Items from a dataset ▸
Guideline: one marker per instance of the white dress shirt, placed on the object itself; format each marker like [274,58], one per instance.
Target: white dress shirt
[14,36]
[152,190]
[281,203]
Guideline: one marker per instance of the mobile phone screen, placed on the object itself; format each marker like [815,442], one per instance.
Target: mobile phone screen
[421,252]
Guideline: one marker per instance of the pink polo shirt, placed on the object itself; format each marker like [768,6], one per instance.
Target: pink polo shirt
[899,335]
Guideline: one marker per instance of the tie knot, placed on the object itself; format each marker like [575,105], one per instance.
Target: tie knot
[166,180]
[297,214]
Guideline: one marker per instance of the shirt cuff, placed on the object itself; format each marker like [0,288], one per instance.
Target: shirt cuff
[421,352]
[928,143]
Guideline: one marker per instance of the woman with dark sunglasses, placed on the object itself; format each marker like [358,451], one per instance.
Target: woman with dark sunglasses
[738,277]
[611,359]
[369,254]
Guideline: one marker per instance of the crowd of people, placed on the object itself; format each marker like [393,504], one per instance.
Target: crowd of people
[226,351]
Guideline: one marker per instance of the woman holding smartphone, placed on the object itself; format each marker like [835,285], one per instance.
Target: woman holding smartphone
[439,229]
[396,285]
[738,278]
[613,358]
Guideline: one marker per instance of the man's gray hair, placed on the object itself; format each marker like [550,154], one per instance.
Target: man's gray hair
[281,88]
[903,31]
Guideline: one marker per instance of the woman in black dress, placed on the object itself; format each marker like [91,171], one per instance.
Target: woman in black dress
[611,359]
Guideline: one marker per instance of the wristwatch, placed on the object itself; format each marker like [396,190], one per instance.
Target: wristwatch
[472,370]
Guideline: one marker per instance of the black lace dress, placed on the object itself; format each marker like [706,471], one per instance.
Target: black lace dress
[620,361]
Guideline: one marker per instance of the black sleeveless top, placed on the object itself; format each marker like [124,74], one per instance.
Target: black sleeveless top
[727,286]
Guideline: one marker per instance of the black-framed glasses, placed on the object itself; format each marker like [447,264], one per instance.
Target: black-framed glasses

What to produce ▸
Reproduce each line verbatim.

Solved problem ▸
Guideline: one marker per instance of the white dress shirt, placed on the object itself; format each marker like [274,58], one per instance.
Target: white dress shirt
[14,36]
[152,190]
[281,203]
Guideline: one marker per instance of the mobile phone screen, placed on the object itself; format each marker like [815,442], one per instance.
Target: mobile phone screen
[421,252]
Guideline: one marker per instance of the pink polo shirt, placed on the object itself; format each marker like [768,6], one per instance.
Target: pink polo shirt
[899,335]
Guideline: one marker per instance of the tie knot, placed on the object itself; format each marker like [575,105], one per instance.
Target: tie knot
[166,180]
[297,214]
Guideline: one marker per instance of the shirt cuff, placed on the object itself; format each marker like [0,288], one per instance.
Target: shirt cuff
[421,352]
[928,143]
Guideline: one marker per instance of the woman with dark sunglasses, placed on the object itself; format each marker like [358,451], one per instance.
Target: woman with dark sunglasses
[738,277]
[611,359]
[369,254]
Guideline: one marker per instance of the crowd of people, placed on the object itself; format each marker like [393,504], one per instance.
Target: crowd of people
[226,351]
Guideline: one marker per instance of the woman holding smartphone, placed on the object itself; format each marker like [835,285], one per instance.
Target: woman holding smartphone
[439,229]
[396,285]
[738,278]
[613,358]
Guideline: one marker per instance of the man's gray hair, placed on the object itself; format each marker like [550,154], one per instance.
Target: man's gray hair
[281,88]
[903,31]
Guideline: one marker per instance of the woman in black dress, placed on the object itself; format each marker like [91,171], one per instance.
Target: woman in black dress
[611,359]
Guideline: one marker per instance of the wristwatch, placed on the object itself; format each marker like [396,190], one per instance.
Target: wristwatch
[472,370]
Guideline: one marker per instance of the black lace dress, placed on the object itself; format each marker like [706,471], one per instance.
Target: black lace dress
[620,361]
Guideline: one marker per instance of the black sleeveless top, placed on the object itself; format each marker like [124,74], one per instance.
Target: black sleeveless top
[727,286]
Guideline: one marker per instance of the black-framed glasses, placed on the object itself; format each marker like [447,264], one per instance.
Target: black-framed glasses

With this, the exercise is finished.